| Excerpted data |
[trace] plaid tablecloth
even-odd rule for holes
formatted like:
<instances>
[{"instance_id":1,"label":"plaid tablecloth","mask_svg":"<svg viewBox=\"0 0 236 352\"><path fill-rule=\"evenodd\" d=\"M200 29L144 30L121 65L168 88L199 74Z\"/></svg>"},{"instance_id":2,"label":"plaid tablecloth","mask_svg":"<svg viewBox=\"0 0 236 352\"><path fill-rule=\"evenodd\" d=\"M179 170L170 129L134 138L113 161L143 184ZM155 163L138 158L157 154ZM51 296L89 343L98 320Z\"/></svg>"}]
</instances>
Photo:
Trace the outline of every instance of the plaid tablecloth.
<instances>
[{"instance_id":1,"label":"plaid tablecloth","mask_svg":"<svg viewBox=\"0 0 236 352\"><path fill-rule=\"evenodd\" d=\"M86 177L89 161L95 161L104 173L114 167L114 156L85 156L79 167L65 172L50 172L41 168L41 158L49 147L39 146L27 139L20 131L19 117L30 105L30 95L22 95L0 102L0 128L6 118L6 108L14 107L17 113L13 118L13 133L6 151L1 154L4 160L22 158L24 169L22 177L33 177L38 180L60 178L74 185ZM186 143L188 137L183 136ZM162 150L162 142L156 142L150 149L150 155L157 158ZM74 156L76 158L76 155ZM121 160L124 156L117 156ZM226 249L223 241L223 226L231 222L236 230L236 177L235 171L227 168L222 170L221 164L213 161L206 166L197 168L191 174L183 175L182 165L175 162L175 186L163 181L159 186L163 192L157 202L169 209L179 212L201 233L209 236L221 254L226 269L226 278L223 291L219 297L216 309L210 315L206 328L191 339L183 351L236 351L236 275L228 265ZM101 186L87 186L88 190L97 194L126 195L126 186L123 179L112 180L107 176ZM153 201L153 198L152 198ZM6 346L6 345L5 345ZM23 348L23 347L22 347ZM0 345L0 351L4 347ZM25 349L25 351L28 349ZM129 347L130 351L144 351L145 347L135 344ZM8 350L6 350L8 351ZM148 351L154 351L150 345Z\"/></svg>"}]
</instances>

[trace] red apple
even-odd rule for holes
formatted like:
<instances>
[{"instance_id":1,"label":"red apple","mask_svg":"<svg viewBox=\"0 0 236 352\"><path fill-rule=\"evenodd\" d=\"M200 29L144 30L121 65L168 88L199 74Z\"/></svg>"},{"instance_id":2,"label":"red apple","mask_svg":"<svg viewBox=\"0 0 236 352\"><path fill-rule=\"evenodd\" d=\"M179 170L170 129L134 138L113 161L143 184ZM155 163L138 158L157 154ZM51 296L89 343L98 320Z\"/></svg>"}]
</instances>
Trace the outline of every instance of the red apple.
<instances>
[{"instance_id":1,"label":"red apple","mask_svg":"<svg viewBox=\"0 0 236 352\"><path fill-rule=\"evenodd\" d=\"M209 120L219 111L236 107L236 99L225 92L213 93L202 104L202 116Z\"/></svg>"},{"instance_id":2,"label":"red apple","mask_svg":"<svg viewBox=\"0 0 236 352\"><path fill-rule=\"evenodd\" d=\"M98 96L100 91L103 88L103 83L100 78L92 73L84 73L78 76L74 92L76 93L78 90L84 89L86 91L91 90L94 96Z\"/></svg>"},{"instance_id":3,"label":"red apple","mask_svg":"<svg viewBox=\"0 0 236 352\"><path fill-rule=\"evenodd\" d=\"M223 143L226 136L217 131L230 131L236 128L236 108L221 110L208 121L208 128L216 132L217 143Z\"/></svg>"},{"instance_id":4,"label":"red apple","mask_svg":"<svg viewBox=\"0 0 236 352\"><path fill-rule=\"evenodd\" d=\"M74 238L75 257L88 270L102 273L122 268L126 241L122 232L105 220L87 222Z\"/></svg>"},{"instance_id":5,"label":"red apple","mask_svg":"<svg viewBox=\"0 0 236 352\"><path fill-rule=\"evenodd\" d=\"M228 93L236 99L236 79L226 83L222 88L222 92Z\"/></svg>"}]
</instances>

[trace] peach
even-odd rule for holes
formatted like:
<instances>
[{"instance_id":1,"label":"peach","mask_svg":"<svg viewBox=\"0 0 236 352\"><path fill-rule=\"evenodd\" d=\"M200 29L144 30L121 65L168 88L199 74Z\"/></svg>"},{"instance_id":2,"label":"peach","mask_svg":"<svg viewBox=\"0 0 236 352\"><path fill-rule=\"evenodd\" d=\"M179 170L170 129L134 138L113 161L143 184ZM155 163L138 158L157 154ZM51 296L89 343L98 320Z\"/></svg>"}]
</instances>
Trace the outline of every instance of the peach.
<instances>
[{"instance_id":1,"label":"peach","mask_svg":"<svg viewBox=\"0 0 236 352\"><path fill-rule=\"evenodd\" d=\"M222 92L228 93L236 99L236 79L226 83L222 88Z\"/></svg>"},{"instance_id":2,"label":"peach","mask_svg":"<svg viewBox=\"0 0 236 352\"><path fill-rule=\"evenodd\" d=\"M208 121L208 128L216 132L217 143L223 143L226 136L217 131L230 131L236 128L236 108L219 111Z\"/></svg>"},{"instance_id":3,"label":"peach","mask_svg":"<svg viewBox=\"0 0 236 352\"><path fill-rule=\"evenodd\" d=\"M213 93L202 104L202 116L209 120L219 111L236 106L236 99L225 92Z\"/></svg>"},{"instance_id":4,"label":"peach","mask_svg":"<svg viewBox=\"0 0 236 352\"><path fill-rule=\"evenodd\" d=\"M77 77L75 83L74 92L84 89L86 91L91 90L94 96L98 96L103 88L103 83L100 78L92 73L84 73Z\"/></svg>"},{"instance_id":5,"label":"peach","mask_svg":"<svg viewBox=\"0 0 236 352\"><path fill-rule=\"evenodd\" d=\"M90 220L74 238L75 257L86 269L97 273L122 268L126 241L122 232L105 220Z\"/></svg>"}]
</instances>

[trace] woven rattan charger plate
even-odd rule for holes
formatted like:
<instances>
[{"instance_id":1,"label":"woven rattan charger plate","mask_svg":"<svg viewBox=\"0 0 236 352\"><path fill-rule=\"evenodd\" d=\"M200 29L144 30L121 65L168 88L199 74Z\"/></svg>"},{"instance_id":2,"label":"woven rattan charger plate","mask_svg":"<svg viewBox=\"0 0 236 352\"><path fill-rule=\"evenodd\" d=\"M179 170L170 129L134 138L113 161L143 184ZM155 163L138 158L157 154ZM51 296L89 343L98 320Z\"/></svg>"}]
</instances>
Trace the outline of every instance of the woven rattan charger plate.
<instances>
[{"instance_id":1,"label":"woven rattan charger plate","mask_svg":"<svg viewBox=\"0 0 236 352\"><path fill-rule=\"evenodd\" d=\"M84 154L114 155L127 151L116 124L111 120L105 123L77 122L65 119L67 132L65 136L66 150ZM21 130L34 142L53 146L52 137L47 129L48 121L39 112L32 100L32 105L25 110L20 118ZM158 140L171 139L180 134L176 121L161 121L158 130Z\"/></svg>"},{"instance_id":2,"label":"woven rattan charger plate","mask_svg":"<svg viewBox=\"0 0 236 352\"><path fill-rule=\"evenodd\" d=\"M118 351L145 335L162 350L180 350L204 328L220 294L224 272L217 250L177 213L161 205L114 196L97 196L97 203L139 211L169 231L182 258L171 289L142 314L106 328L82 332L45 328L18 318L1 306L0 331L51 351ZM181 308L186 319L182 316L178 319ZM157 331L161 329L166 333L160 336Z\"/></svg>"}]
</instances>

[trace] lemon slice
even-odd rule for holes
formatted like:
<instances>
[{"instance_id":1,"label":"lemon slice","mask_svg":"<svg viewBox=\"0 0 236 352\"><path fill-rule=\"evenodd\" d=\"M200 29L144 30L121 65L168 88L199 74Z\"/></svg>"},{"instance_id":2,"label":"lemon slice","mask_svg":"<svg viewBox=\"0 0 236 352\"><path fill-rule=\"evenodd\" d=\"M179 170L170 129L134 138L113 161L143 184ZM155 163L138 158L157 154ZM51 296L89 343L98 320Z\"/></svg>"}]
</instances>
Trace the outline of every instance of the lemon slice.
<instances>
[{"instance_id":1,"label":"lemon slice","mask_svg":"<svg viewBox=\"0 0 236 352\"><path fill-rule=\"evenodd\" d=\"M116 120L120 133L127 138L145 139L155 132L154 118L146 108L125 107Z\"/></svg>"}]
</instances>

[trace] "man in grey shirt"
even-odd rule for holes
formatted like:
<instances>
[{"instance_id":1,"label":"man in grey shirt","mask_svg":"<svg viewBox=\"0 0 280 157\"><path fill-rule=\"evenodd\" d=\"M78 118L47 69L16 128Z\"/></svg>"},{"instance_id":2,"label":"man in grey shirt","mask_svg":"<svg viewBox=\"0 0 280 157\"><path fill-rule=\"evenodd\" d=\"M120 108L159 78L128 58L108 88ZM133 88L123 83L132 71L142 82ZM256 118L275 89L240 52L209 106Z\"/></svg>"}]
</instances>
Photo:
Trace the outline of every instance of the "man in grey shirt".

| Given request |
Starting from the line containing "[trace] lemon slice", repeat each line through the end of the entries, exactly.

| The reply |
[trace] lemon slice
even-odd rule for holes
formatted like:
<instances>
[{"instance_id":1,"label":"lemon slice","mask_svg":"<svg viewBox=\"0 0 236 352\"><path fill-rule=\"evenodd\" d=\"M200 29L144 30L121 65L168 88L199 74Z\"/></svg>"},{"instance_id":2,"label":"lemon slice","mask_svg":"<svg viewBox=\"0 0 236 352\"><path fill-rule=\"evenodd\" d=\"M179 170L170 129L134 138L113 161L143 184ZM155 163L138 158L157 154ZM51 296L89 343L98 320Z\"/></svg>"}]
</instances>
Trace the outline of every instance of the lemon slice.
<instances>
[{"instance_id":1,"label":"lemon slice","mask_svg":"<svg viewBox=\"0 0 236 352\"><path fill-rule=\"evenodd\" d=\"M116 120L120 133L127 138L145 139L155 132L154 118L146 108L125 107Z\"/></svg>"}]
</instances>

[trace] "man in grey shirt"
even-odd rule for holes
formatted like:
<instances>
[{"instance_id":1,"label":"man in grey shirt","mask_svg":"<svg viewBox=\"0 0 280 157\"><path fill-rule=\"evenodd\" d=\"M78 118L47 69L16 128Z\"/></svg>"},{"instance_id":2,"label":"man in grey shirt","mask_svg":"<svg viewBox=\"0 0 280 157\"><path fill-rule=\"evenodd\" d=\"M120 108L159 78L128 58L108 88ZM133 88L123 83L132 71L142 82ZM256 118L275 89L240 52L209 106Z\"/></svg>"}]
</instances>
Photo:
Trace the outline of every instance of the "man in grey shirt".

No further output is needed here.